## Your goal
Print every one of the rows below word for word, without changing anything.

## Input material
------------------------------------------------------------------------

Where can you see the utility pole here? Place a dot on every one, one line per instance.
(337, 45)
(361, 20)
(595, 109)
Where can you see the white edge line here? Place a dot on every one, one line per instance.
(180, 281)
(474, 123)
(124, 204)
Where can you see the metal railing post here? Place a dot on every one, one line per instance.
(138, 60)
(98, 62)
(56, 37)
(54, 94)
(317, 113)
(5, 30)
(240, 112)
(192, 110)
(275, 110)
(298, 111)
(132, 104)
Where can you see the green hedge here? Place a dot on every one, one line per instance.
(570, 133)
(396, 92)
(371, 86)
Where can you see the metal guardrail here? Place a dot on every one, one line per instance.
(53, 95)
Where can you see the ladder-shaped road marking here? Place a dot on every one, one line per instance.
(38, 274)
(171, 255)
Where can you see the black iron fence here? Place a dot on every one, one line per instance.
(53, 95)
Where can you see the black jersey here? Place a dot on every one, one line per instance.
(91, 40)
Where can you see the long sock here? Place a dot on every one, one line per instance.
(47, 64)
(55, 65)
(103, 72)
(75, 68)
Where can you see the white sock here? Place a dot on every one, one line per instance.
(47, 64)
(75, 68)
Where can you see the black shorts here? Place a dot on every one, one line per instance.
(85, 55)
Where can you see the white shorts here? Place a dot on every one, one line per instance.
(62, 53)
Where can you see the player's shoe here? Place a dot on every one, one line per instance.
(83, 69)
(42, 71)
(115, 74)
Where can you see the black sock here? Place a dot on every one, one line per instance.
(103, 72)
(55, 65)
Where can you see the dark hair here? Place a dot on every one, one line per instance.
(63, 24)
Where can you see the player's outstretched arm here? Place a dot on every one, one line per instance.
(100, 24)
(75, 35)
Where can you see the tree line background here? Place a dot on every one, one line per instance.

------------------------------------------------------------------------

## Finished task
Where can you see the utility pole here? Place a dot on every one, one line per instance.
(337, 45)
(361, 20)
(595, 109)
Where can you see the white edge line here? Place a dot on every one, one line per instance.
(180, 281)
(474, 123)
(124, 204)
Where can you see the metal railing post here? Place a dot on every one, one line per instance.
(138, 60)
(98, 62)
(56, 37)
(54, 94)
(317, 113)
(5, 30)
(240, 112)
(192, 110)
(275, 110)
(298, 111)
(132, 104)
Where can you see the green hedge here? Place a dot on every one, one line per instance.
(570, 133)
(396, 92)
(371, 86)
Where can you see the metal guardrail here? Place a dot on every one, one line per instance.
(53, 95)
Where can you see the ladder-shaped road marking here? Place a dot on every one, one line per instance.
(38, 274)
(171, 255)
Where can you see the black iron fence here? Place a dot on every one, one line per instance.
(53, 95)
Where can you see the black jersey here? Place a dot on every one, one line per instance.
(91, 40)
Where can you see the long sock here? Place a dot on every one, one line per instance.
(47, 64)
(55, 65)
(103, 72)
(75, 68)
Where can you see the white sock here? Place a dot on every one, one line per instance.
(47, 64)
(75, 68)
Where can you see the black shorts here? Place a dot on every one, one line per instance.
(85, 55)
Where can you see the white shorts here? Place a dot on every one, one line per instance.
(62, 53)
Where can you see the player's shoe here? Place a dot on every one, one line per instance.
(83, 69)
(42, 71)
(115, 74)
Where can you see the black sock here? Place a dot on every one, one line per instance.
(103, 72)
(55, 65)
Where can you see the dark hair here? Place a dot on every one, one line per instance.
(63, 24)
Where can you see the player's outstretched arm here? Place a dot on every one, one line per instance.
(100, 24)
(75, 35)
Where can you see the tree line background here? Place a dot on every one, one line per instance.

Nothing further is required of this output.